◆ **TEXTE DE LA PAGE**

↓

Qu’est-ce que l’agrivoltaïsme appliqué à l’élevage ?

L’agrivoltaïsme désigne l’installation de panneaux solaires sur des terres agricoles tout en maintenant une activité de production vivrière ou animale. Dans le cas de l’élevage, cela consiste à implanter des structures photovoltaïques sur les pâturages, les parcours de volailles ou encore les parcours extensifs caprins et ovins, permettant aux animaux de continuer à évoluer sous les modules solaires.

L’idée ? Mutualiser l’espace. Tandis que le soleil alimente les cellules photovoltaïques, les animaux, eux, bénéficient de l’ombre, d’un abri contre les intempéries… et les éleveurs d’un revenu supplémentaire.

Des bienfaits mesurables pour les animaux et les éleveurs

Les synergies entre l’élevage et les panneaux solaires ne sont pas qu’esthétiques. Elles apportent des avantages agronomiques, zootechniques et économiques concrets :

  • Bien-être animal amélioré : les moutons ou bovins trouvent des zones d’ombre naturelles grâce aux panneaux, réduisant leur stress thermique durant les fortes chaleurs. Une amélioration significative du confort des animaux, surtout l’été, avec des gains potentiels sur la production de lait ou la croissance pondérale.

↑

◆ **DONNÉES**
↓

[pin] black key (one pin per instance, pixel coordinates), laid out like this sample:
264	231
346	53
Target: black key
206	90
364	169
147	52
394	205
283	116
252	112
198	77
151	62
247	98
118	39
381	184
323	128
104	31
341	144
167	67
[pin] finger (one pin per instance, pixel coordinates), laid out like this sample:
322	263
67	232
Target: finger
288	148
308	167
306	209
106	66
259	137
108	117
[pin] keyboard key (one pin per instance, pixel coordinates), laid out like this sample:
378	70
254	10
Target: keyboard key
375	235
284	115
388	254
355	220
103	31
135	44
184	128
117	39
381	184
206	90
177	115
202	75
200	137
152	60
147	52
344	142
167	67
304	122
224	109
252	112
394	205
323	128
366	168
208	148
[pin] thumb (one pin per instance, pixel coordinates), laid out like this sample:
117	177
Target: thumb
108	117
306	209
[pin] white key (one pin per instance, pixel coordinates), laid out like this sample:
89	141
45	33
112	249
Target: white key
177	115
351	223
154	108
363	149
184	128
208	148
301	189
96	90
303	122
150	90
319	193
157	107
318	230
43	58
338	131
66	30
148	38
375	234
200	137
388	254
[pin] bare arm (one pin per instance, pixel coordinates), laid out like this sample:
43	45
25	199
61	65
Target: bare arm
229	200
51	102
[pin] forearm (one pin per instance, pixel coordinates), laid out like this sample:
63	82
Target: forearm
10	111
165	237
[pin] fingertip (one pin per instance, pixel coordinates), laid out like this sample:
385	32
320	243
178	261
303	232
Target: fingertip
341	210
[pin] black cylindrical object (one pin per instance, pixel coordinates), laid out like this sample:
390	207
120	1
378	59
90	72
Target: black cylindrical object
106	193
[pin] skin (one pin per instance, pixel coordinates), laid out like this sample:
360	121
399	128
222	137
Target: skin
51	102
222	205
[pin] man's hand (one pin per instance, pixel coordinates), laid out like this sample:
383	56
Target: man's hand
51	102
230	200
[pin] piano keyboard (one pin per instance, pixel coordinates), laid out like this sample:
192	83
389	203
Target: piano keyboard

↑

◆ **TRAVAIL À FAIRE**
(A) Recopiez, dans le texte sur l’agrivoltaïsme, le passage allant de « Qu’est-ce que l’agrivoltaïsme » jusqu’à « les modules solaires. » inclus.
(B) Reformulez sous forme de liste le paragraphe du texte sur l’agrivoltaïsme qui commence par « L’agrivoltaïsme désigne », en conservant ses faits principaux.

◆ **LISTE DES RÉPONSES**
(A)
Qu’est-ce que l’agrivoltaïsme appliqué à l’élevage ?

L’agrivoltaïsme désigne l’installation de panneaux solaires sur des terres agricoles tout en maintenant une activité de production vivrière ou animale. Dans le cas de l’élevage, cela consiste à implanter des structures photovoltaïques sur les pâturages, les parcours de volailles ou encore les parcours extensifs caprins et ovins, permettant aux animaux de continuer à évoluer sous les modules solaires.

(B)
- Définition : installation de panneaux solaires sur des terres agricoles, avec maintien d’une production vivrière ou animale.
- Application à l’élevage : structures photovoltaïques implantées sur les pâturages, les parcours de volailles et les parcours extensifs caprins et ovins.
- Les animaux continuent d’évoluer sous les modules solaires.